§ **Written exercise**: Would you return the complete listing below word for word?
══ Records for the exercise
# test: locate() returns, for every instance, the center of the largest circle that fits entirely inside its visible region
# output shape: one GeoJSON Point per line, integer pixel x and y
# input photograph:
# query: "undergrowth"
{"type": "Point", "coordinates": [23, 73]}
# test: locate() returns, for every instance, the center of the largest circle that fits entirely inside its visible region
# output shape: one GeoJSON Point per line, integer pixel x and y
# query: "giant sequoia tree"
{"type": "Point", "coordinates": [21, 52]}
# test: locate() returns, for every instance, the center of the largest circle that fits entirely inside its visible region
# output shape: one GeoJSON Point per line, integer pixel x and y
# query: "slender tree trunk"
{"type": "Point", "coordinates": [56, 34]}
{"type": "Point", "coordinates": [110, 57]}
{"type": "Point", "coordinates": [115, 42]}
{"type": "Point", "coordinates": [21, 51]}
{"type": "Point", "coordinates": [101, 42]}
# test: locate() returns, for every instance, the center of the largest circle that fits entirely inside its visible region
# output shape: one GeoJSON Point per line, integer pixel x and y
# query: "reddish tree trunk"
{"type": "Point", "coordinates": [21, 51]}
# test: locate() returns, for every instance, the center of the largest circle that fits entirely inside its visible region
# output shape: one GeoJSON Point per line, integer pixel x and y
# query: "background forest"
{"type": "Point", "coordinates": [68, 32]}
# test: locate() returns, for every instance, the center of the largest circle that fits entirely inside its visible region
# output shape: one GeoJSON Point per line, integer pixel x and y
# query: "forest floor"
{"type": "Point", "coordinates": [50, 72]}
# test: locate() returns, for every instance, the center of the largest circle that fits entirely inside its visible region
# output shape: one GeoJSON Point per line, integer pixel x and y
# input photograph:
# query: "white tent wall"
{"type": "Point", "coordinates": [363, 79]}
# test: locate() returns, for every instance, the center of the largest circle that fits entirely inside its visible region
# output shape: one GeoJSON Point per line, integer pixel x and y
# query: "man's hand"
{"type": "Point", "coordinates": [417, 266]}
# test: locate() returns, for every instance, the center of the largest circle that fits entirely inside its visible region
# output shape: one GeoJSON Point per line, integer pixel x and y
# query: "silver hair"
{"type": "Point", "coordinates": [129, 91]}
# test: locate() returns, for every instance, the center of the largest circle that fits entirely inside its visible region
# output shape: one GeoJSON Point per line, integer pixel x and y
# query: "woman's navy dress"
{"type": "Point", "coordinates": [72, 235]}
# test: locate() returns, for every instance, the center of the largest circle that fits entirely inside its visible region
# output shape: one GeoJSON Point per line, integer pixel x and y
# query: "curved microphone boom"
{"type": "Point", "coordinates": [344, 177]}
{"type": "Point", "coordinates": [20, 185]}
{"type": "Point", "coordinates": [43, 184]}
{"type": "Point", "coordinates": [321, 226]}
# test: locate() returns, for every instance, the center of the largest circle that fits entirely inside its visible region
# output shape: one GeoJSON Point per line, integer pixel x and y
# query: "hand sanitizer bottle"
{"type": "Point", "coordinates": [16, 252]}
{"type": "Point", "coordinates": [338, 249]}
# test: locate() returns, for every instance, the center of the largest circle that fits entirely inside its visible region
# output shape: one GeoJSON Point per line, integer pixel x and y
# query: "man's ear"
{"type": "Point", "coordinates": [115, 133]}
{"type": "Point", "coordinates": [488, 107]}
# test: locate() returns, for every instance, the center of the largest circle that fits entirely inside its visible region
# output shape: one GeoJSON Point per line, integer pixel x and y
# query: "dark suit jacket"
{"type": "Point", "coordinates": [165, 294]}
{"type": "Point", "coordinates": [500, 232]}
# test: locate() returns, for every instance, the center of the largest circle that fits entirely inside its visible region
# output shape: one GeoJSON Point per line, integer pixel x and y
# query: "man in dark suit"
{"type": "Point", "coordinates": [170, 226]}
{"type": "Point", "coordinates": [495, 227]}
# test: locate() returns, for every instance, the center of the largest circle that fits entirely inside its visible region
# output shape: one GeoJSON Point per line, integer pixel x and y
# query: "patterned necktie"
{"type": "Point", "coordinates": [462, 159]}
════
§ **Correct answer**:
# test: locate() returns, for every instance, the center of the largest circle that fits entirely inside its visible region
# output shape: one GeoJSON Point per line, integer pixel x and y
# input photograph:
# query: "undergrowth"
{"type": "Point", "coordinates": [23, 73]}
# test: locate() returns, for every instance, the center of the largest circle that fits entirely inside its visible region
# output shape: one GeoJSON Point per line, integer pixel x and y
# query: "giant sequoia tree"
{"type": "Point", "coordinates": [21, 52]}
# test: locate() returns, for every instance, the center of the largest circle that fits entirely inside its visible region
# output shape: one GeoJSON Point per line, integer pixel x and y
# query: "slender tree trunk"
{"type": "Point", "coordinates": [56, 34]}
{"type": "Point", "coordinates": [110, 57]}
{"type": "Point", "coordinates": [115, 42]}
{"type": "Point", "coordinates": [21, 51]}
{"type": "Point", "coordinates": [101, 42]}
# test: locate() returns, for every instance, the center of the largest circle that fits entirely inside its visible region
# output shape: one GeoJSON Point per line, integer pixel x and y
# query: "reddish tree trunk"
{"type": "Point", "coordinates": [21, 51]}
# test: locate() returns, for every instance, the center of the largest circle that fits entirely inside its visible region
# output shape: one GeoJSON Point per line, integer pixel x and y
# query: "background forest"
{"type": "Point", "coordinates": [68, 32]}
# test: locate() returns, for every instance, the center of the largest circle that fits entirely inside its visible region
# output shape: one GeoJSON Point per line, integer pixel x and y
# query: "forest floor"
{"type": "Point", "coordinates": [50, 72]}
# test: locate() returns, for every instance, the center of the largest circle that fits entirely inside its visible region
# output shape: one GeoJSON Point per line, integer pixel x and y
# input photograph:
# query: "white tent wall"
{"type": "Point", "coordinates": [363, 79]}
# test: locate() returns, for every instance, the center of the largest circle that fits entirely inside its visible region
# output shape: one GeoJSON Point per line, integer pixel x and y
# query: "man's hand"
{"type": "Point", "coordinates": [417, 266]}
# test: locate() returns, for every instance, the center of the largest circle that fits entirely inside its visible region
# output shape: one GeoJSON Point per line, integer pixel x and y
# query: "silver hair"
{"type": "Point", "coordinates": [129, 91]}
# test: locate() returns, for every instance, the center of the largest circle that fits entirely inside its visible region
# output shape: one GeoJSON Point per line, integer pixel x and y
# query: "woman's navy dress"
{"type": "Point", "coordinates": [72, 235]}
# test: locate() returns, for every instance, the center of the largest circle that fits entirely inside its visible region
# output shape: one GeoJSON Point per line, integer pixel x and y
# query: "curved microphone boom"
{"type": "Point", "coordinates": [344, 177]}
{"type": "Point", "coordinates": [20, 185]}
{"type": "Point", "coordinates": [43, 184]}
{"type": "Point", "coordinates": [321, 226]}
# test: locate() returns, for every instance, the center of the largest circle that fits entirely inside its visible region
# output shape: one GeoJSON Point per line, integer pixel x and y
# query: "hand sanitizer bottle"
{"type": "Point", "coordinates": [16, 252]}
{"type": "Point", "coordinates": [338, 249]}
# test: locate() returns, for every instance, the center of the largest circle that fits entirely inside its visible region
# output shape: one GeoJSON Point per line, integer pixel x and y
# query: "man's ear"
{"type": "Point", "coordinates": [115, 133]}
{"type": "Point", "coordinates": [488, 107]}
# test: locate() returns, for every instance, the center of the largest circle that fits entirely inside its visible region
# output shape: one GeoJSON Point per line, integer pixel x and y
# query: "dark suit jacket"
{"type": "Point", "coordinates": [165, 294]}
{"type": "Point", "coordinates": [500, 232]}
# test: locate() returns, for every instance, the center of the largest circle that fits entirely inside its visible region
# output shape: one GeoJSON Point per line, integer pixel x and y
# query: "man in dark suit"
{"type": "Point", "coordinates": [170, 226]}
{"type": "Point", "coordinates": [495, 227]}
# test: locate() returns, for every instance, the center of the largest circle that fits entirely inside its visible region
# output shape: one GeoJSON Point per line, integer pixel x and y
# query: "patterned necktie"
{"type": "Point", "coordinates": [462, 159]}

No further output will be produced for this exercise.